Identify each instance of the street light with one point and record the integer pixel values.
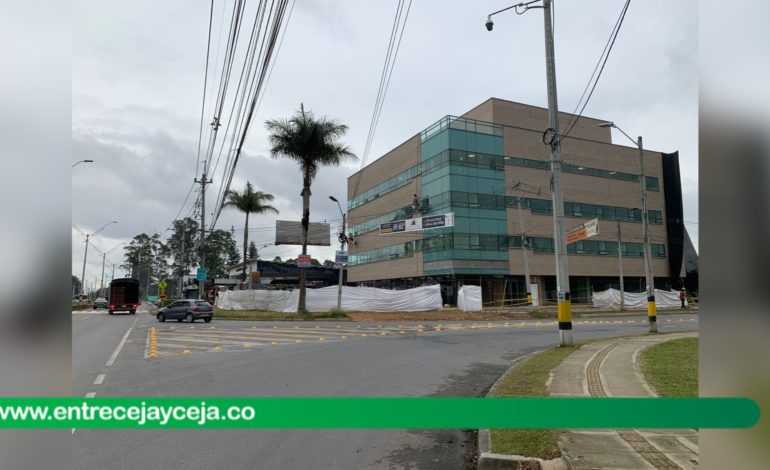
(88, 238)
(552, 138)
(343, 239)
(651, 310)
(104, 258)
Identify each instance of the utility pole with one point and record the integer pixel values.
(651, 310)
(620, 269)
(203, 182)
(552, 138)
(524, 245)
(83, 276)
(104, 257)
(343, 239)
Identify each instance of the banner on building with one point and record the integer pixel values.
(419, 223)
(583, 231)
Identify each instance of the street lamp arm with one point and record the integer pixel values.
(104, 226)
(612, 124)
(517, 6)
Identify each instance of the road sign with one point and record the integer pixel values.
(583, 231)
(420, 223)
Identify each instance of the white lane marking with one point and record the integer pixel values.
(114, 356)
(88, 395)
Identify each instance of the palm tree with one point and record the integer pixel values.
(311, 143)
(249, 202)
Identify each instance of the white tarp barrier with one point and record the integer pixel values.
(469, 299)
(610, 299)
(269, 300)
(367, 299)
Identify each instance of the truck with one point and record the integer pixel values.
(124, 295)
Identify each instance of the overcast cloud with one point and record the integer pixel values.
(138, 74)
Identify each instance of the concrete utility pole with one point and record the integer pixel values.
(552, 138)
(524, 247)
(651, 310)
(343, 239)
(203, 182)
(620, 269)
(649, 279)
(554, 142)
(104, 258)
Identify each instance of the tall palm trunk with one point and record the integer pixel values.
(245, 253)
(305, 224)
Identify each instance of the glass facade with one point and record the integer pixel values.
(462, 171)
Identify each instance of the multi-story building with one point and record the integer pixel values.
(470, 165)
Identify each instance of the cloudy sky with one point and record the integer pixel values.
(138, 72)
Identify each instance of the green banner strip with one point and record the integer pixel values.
(377, 413)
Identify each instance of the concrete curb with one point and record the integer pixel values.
(489, 460)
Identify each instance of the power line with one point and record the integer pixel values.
(600, 67)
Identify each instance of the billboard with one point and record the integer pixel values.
(290, 233)
(583, 231)
(420, 223)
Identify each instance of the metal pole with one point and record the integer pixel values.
(202, 263)
(104, 256)
(83, 275)
(651, 310)
(524, 245)
(560, 245)
(341, 265)
(620, 269)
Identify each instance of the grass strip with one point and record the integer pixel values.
(671, 368)
(528, 379)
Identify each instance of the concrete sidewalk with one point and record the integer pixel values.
(609, 369)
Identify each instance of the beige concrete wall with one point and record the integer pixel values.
(389, 165)
(588, 146)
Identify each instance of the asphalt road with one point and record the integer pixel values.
(237, 358)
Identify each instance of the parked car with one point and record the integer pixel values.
(188, 310)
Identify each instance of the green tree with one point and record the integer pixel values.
(249, 202)
(145, 258)
(220, 250)
(181, 245)
(311, 143)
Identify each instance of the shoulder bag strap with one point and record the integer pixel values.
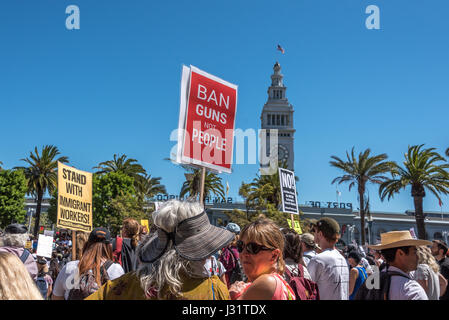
(25, 255)
(300, 270)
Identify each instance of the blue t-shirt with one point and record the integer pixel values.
(360, 280)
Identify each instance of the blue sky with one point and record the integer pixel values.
(113, 86)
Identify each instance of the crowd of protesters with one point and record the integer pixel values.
(185, 257)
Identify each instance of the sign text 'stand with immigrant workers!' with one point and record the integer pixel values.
(74, 199)
(206, 120)
(288, 191)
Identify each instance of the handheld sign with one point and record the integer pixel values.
(44, 246)
(206, 120)
(297, 226)
(74, 199)
(288, 191)
(49, 233)
(144, 222)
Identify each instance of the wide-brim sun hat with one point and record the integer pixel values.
(395, 239)
(193, 239)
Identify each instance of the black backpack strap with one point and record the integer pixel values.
(25, 255)
(107, 264)
(234, 257)
(300, 270)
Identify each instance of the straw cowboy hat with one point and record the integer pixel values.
(395, 239)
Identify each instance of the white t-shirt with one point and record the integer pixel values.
(330, 271)
(65, 279)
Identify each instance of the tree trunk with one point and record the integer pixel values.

* **WORK TO COMPLETE**
Each line above should be output exactly, apart from the pictures.

* **FINAL ANSWER**
Identify each instance of the street light with one point and record the integer pixel values.
(88, 238)
(552, 138)
(343, 239)
(651, 310)
(104, 258)
Identify each instance of the utility pole with one point and record the integer pixel values.
(651, 310)
(620, 269)
(203, 182)
(552, 138)
(524, 245)
(83, 276)
(104, 257)
(343, 239)
Identify each instance of the banner on building with one point and record the integer pixel values.
(419, 223)
(583, 231)
Identify each instance of the street lamp arm with one point and record the integer pixel values.
(104, 226)
(612, 124)
(517, 6)
Identify each instance of the road sign with one point and record the integer pixel values.
(583, 231)
(420, 223)
Identify each instance of the white lane marking with one point and record the integer pixel values.
(114, 356)
(88, 395)
Identify each instance of the palm tree with one point and record the integer pixel values.
(311, 143)
(249, 202)
Identify each instance of the white tarp barrier with one point and record the integer pixel values.
(469, 299)
(610, 299)
(269, 300)
(367, 299)
Identify each instance of the truck with one point and record the integer pixel values.
(124, 295)
Identify each instance of the overcast cloud with one point and record the integer pixel values.
(138, 74)
Identify each instance of the concrete utility pole with one point and record the integer pixel values.
(552, 138)
(524, 247)
(651, 310)
(343, 239)
(203, 182)
(620, 269)
(649, 279)
(554, 142)
(104, 258)
Identify each instance of the tall palm trunk with one point and record the integer pixel values.
(245, 253)
(305, 224)
Identify each instance of the glass facade with one point and record the integer pixel values.
(462, 171)
Identify each instance of the multi-story building with one point and record the integer pixel values.
(470, 165)
Identify each instance of the cloudy sky with one point and record the integer pixel values.
(138, 72)
Identify each instance of the green banner strip with one point and record the integer pixel values.
(377, 413)
Identify each instance of the concrete curb with one point and record the integer pixel values.
(489, 460)
Identify each instance of the power line with one point and record the integer pixel values.
(600, 67)
Identify each instance of the billboard with one point and record the integer pixel values.
(290, 233)
(583, 231)
(420, 223)
Identify each instance of the metal pole with one point and record the integer pixel values.
(202, 263)
(104, 256)
(83, 275)
(651, 310)
(524, 245)
(560, 245)
(341, 265)
(620, 269)
Identify each instance of the grass strip with one point and record the integer pixel values.
(671, 368)
(528, 379)
Identify each instance of the concrete sidewalk with one point and record the integer pixel values.
(609, 369)
Identify each instance of the beige concrete wall with one point and record the integer pixel values.
(389, 165)
(588, 146)
Identify each instance of the asphalt road with one point and record the integer pixel values.
(237, 358)
Identify each instance of the parked car with one point and record the integer pixel values.
(188, 310)
Identify each instance of the green tree with one point and record the integer pixel values.
(249, 202)
(145, 258)
(220, 250)
(181, 245)
(311, 143)
Identify each instance of the shoulder bag strap with one point and record the integer pixel values.
(25, 255)
(300, 270)
Identify each instance of the blue t-shirt with one point and record the integer pixel values.
(360, 280)
Identify each instance of the blue sky with one point and record the integer pixel values.
(113, 86)
Identify each instance of the crowd of protesters with one point and record the integer pixel values.
(185, 257)
Identify each instance of the sign text 'stand with immigrant workers!' with one point and record the integer pixel values.
(74, 199)
(206, 120)
(288, 191)
Identify each instance of the handheld sign with one point and record the integer pixel values.
(44, 246)
(206, 120)
(297, 226)
(74, 199)
(288, 191)
(49, 233)
(144, 222)
Identify each instance of the wide-brim sun hat with one point and record the integer pixel values.
(395, 239)
(193, 239)
Identify each instance of the black backpack strap with one point and record the integer pixel values.
(25, 255)
(107, 264)
(234, 257)
(300, 270)
Identify each instance of the straw cowboy hat with one point and record the integer pixel values.
(395, 239)
Identify each instance of the white t-shirt with one point and record the integer pixel values.
(330, 271)
(65, 279)
Identify each instance of the tree trunk with one point and record the integer pixel values.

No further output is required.